## MATERIAL FOR THIS TASK:
------------
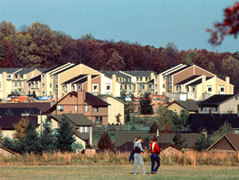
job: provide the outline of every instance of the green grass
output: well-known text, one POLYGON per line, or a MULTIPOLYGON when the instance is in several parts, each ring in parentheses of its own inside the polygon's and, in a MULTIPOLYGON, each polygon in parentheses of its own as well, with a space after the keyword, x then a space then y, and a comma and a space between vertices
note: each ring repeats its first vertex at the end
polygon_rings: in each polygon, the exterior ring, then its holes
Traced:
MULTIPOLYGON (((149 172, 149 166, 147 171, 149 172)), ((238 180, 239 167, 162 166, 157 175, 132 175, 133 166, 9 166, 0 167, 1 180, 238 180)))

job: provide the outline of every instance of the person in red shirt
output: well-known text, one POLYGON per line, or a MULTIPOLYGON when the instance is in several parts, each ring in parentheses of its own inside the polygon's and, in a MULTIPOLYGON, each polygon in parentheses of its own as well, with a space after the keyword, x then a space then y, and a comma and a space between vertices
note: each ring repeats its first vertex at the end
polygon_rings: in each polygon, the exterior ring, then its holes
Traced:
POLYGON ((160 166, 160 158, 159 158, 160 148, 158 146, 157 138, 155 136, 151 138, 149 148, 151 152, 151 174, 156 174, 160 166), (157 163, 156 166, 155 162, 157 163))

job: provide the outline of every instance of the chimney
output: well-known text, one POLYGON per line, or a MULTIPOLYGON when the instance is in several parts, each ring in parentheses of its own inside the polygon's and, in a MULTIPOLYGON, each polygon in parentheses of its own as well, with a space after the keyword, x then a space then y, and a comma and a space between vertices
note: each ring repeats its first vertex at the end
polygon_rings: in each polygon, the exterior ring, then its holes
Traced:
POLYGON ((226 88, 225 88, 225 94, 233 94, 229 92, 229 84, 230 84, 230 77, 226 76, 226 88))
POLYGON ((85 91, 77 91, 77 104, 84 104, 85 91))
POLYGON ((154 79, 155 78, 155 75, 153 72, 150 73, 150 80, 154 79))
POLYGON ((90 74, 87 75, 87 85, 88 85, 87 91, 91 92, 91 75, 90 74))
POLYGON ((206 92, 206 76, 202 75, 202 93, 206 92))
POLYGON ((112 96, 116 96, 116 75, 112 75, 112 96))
------------
## WHAT THE TASK REQUIRES:
Copy the rows word for word, starting at the line that contains "job: provide the outline of every instance of the person" and ending at the last line of the rows.

## THE RESULT:
job: provide the outline of every instance of the person in red shirt
output: well-known text, one POLYGON per line, or a MULTIPOLYGON when the instance is in several parts, each ring in parentheses of its own inside the polygon's and, in a MULTIPOLYGON, each polygon in parentheses of its own as well, with a space after the keyword, x then a space then y, and a comma and a space between vertices
note: each ring repeats its first vertex at the end
polygon_rings: in each polygon, the exterior ring, then its holes
Traced:
POLYGON ((160 166, 160 158, 159 158, 160 148, 158 146, 157 138, 155 136, 151 138, 149 148, 151 152, 151 174, 156 174, 160 166), (157 163, 156 166, 155 162, 157 163))

job: provide the outline of every instance of the chimney
output: well-known text, one POLYGON per line, or a MULTIPOLYGON when the instance is in several parts, each ring in parentheses of its own inside the polygon's and, in a MULTIPOLYGON, each polygon in parentheses of its own as well, with a space after the keyword, x then a space then y, and a comma and a space between vertices
note: each ring repeats its first vertex at the end
polygon_rings: in each polygon, the exterior ring, then its holes
Traced:
POLYGON ((226 88, 225 88, 225 94, 233 94, 229 92, 229 84, 230 84, 230 77, 226 76, 226 88))
POLYGON ((85 91, 77 91, 77 104, 84 104, 85 91))
POLYGON ((154 79, 155 78, 155 75, 153 72, 150 73, 150 80, 154 79))
POLYGON ((90 74, 87 75, 87 85, 88 85, 87 91, 91 92, 91 75, 90 74))
POLYGON ((206 92, 206 76, 202 75, 202 93, 206 92))
POLYGON ((112 96, 116 96, 116 75, 112 75, 112 96))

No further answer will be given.